Required work:
Could you rewrite all the records with each "building facade" changed to "storefront" and everything else left as it is, omitting the pictures?

Extracted information:
* * * * * * * * *

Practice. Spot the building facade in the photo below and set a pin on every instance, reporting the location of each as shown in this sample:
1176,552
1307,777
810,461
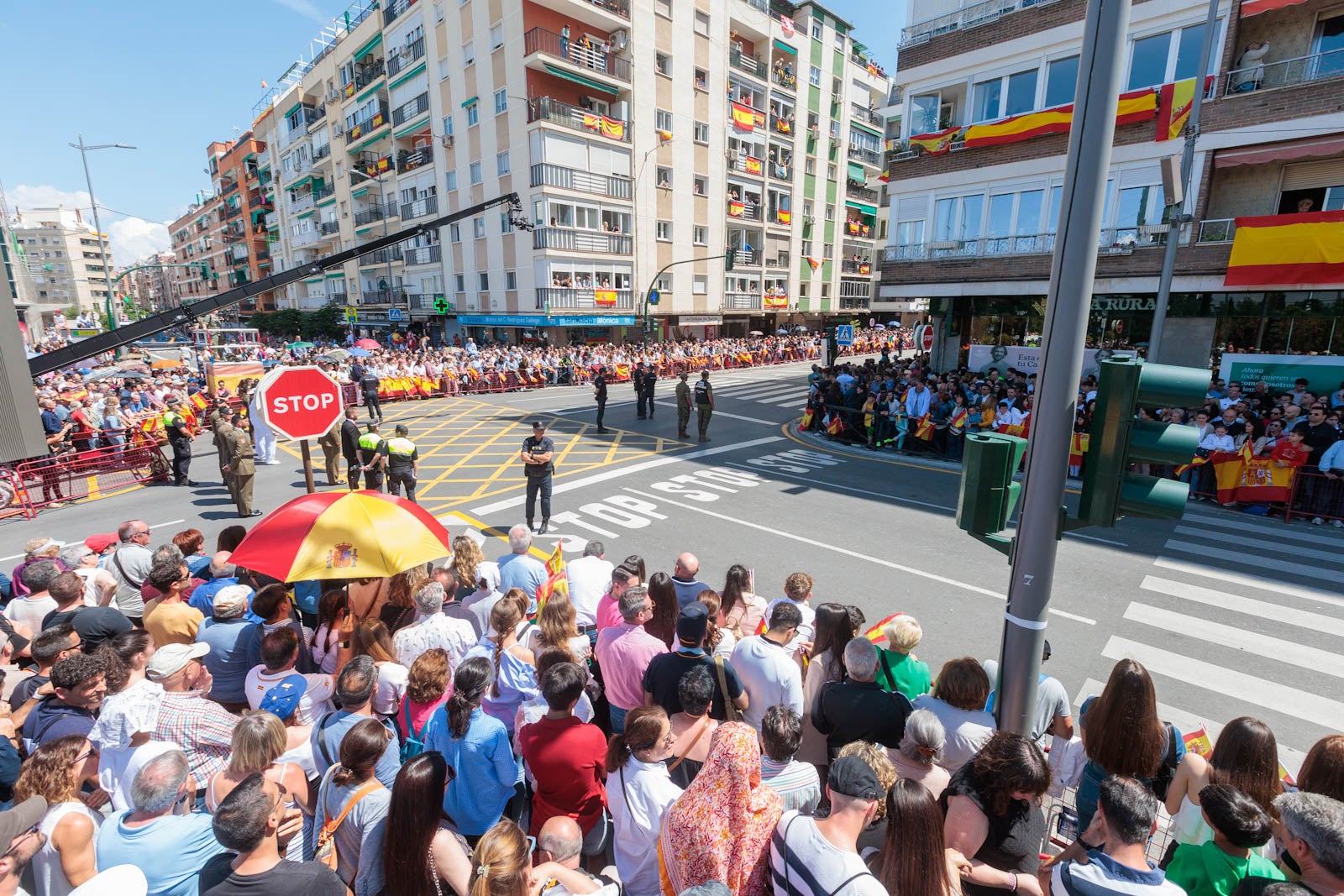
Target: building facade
976,179
636,134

* * * * * * * * *

Task output:
Practice. Spot the storefront in the photo below and set a pin on every instance, reporting the location of each as shown in this sample:
1176,552
1307,777
810,461
Target: storefront
976,179
636,134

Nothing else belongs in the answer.